# assignandae sunt



## modus.irrealis

Hi,

In this thread, I made an attempt at translating the Latin, but I got confused on a few points. What I had posted was:



> I tried without looking to translate the excerpt you gave and got:
> 
> Rule II
> 
> And therefore the same causes are to be assigned the effect of natural bodies of the same kind, so far as this can be done.
> 
> As [the cause] of the respiration in man and in animal; of the descent of stones in Europe and in America; of the light in kitchen fires and in the sun; of the reflection of light on Earth and on the planets.
> 
> The translation in the two links is similar but subtly different in that I read it as a statement saying "same effects get assigned to the same causes" whereas they have "same causes get assigned to the same effects." I do think Newton meant the latter and the Latin seems strange to me (there's a passive verb with a direct object -- in fact it looks a lot to me like the English passive "He was given a present" which I didn't think was possible in Latin), so I must be missing something.


I'm wondering if my analysis is correct -- that the indirect object of _assigno_ has become the subject of the passive verb. If this is right, then is this possible in Latin (Classical or Medieval) or is this perhaps due to Newton's English influencing his Latin.

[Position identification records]
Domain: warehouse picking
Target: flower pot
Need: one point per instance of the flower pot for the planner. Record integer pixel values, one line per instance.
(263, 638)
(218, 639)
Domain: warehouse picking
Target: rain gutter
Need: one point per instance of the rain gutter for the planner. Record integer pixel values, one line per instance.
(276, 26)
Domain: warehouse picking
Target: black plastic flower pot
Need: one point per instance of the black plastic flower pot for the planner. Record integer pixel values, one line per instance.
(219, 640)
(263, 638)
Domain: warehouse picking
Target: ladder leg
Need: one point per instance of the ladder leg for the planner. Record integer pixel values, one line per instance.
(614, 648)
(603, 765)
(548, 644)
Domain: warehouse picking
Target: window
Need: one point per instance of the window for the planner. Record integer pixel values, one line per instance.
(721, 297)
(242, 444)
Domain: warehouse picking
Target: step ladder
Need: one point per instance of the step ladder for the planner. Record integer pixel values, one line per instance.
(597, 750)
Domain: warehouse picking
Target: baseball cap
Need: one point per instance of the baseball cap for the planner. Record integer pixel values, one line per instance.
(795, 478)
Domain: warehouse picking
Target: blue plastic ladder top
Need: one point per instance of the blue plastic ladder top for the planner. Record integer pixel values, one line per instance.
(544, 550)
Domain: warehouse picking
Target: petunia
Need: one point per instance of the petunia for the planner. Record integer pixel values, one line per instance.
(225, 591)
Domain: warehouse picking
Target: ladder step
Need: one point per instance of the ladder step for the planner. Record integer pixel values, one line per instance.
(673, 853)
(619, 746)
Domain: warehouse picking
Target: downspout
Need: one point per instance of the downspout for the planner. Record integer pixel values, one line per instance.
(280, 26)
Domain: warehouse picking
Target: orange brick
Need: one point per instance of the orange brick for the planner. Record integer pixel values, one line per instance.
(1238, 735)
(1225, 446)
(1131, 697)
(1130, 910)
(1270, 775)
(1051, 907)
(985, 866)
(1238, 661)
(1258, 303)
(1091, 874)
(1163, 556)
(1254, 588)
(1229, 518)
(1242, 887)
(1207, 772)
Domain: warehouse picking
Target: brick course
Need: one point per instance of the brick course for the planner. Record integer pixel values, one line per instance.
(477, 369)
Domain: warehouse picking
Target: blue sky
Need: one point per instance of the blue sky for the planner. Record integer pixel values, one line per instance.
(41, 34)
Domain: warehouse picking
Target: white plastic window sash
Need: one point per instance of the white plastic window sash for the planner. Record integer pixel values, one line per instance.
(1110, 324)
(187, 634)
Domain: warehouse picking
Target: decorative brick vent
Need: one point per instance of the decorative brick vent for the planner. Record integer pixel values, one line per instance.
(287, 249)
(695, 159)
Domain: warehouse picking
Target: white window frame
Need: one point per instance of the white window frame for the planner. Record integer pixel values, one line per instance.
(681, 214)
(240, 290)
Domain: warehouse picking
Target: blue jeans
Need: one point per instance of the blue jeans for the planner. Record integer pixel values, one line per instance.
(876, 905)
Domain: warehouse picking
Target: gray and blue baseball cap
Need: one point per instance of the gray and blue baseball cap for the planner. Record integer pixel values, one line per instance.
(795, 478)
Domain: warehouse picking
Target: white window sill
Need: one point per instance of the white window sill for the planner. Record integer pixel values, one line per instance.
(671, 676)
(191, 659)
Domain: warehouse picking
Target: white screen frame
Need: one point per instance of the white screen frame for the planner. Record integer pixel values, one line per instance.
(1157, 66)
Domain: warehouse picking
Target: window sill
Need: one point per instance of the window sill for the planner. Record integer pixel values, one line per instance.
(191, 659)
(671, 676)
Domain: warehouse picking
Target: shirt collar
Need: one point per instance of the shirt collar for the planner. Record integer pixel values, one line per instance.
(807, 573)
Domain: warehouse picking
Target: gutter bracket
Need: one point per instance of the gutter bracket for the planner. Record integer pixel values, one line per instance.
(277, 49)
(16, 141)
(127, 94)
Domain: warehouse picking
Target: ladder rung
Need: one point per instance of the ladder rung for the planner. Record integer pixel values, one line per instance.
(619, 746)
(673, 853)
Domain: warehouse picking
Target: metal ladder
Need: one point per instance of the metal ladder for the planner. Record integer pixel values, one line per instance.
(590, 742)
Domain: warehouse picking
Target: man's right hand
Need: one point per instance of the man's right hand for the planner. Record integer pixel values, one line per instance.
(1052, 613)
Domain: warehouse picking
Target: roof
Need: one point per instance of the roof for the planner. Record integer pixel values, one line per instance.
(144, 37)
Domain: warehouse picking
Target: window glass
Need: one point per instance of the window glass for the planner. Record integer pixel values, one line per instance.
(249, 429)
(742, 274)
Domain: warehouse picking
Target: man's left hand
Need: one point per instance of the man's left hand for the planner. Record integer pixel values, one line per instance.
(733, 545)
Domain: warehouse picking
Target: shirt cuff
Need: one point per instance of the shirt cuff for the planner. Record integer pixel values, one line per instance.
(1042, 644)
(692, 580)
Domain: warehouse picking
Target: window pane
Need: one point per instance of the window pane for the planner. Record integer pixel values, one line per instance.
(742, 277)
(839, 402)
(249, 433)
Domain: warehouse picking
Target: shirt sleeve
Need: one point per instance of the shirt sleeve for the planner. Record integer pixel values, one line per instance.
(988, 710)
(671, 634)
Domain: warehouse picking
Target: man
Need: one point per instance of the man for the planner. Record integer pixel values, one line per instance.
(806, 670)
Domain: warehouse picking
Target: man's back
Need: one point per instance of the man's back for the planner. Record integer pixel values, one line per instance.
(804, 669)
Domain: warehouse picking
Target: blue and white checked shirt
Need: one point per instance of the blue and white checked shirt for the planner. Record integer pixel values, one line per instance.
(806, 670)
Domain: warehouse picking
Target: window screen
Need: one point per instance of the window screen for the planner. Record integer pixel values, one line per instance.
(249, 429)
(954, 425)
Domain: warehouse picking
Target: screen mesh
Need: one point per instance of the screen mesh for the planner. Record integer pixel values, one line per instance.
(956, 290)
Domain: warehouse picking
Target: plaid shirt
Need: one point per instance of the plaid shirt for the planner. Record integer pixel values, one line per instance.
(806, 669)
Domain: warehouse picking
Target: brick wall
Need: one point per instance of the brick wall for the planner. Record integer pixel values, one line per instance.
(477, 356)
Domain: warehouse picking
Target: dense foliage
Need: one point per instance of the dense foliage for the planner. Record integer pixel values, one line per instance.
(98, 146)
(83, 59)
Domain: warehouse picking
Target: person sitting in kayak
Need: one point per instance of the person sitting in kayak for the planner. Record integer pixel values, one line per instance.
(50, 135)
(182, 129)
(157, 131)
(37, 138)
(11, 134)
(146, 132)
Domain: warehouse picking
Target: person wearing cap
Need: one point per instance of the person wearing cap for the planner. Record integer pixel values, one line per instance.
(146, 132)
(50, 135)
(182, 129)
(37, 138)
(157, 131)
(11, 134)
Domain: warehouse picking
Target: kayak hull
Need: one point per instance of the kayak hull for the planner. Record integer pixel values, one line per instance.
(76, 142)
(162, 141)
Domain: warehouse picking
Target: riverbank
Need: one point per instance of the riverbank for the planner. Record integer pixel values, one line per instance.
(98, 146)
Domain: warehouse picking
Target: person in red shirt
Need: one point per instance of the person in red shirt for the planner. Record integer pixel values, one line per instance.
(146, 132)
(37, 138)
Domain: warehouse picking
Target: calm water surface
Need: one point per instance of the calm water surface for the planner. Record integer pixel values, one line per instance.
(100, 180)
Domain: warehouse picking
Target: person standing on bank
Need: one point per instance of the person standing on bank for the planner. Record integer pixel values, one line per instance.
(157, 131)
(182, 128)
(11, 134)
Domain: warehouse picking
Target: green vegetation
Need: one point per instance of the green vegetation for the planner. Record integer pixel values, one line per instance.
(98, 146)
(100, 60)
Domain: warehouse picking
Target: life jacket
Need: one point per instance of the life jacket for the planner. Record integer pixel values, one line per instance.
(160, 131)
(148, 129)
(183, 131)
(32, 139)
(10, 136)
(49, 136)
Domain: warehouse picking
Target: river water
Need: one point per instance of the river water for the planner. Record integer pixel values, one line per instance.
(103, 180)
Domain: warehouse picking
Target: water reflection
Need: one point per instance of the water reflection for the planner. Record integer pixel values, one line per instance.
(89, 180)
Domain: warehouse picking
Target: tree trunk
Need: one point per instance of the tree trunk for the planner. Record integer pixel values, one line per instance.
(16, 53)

*Exercises to complete*.
(1) In the post on Newton's Latin, which English sentence does the writer say the Latin passive looks like?
(2) Reproduce the post on Newton's Latin from "## modus.irrealis" to "can be done.".
(3) Carry on the post on Newton's Latin after its last sentence.
Nothing here requires the lines.

*Written answers*.
(1) "He was given a present."

(2)
## modus.irrealis

Hi,

In this thread, I made an attempt at translating the Latin, but I got confused on a few points. What I had posted was:



> I tried without looking to translate the excerpt you gave and got:
> 
> Rule II
> 
> And therefore the same causes are to be assigned the effect of natural bodies of the same kind, so far as this can be done.

(3)
----------



## Flaminius

First, I quote the text under discussion:





> Regula II
> Ideoque effectum naturalium ejusdem generis eædem assignandæ sunt causæ, quatenus fieri potest.


Looking at how Newton continues (Uti respirationis in homine & in bestia; descensus lapidum in Europa & in America; lucis in igne culinari & in sole; reflexionis lucis in terra & in planetis), I agree with you that "the causes" is the indirect object and "the effect" is the direct object, of _assigno_.

I could not find any instances of _assigno_ used for this function but Latin can use two accusatives in order to express what semantically are the direct and indirect objects.
E.g., Pueros grammaticam doceo.

​


----------



## modus.irrealis

Flaminius said:


> First, I quote the text under discussion:
> Looking at how Newton continues (Uti respirationis in homine & in bestia; descensus lapidum in Europa & in America; lucis in igne culinari & in sole; reflexionis lucis in terra & in planetis), I agree with you that "the causes" is the indirect object and "the effect" is the direct object, of _assigno_.


Alright -- I was worried I was missing something obvious.



> I could not find any instances of _assigno_ used for this function but Latin can use two accusatives in order to express what semantically are the direct and indirect objects.
> E.g., Pueros grammaticam doceo.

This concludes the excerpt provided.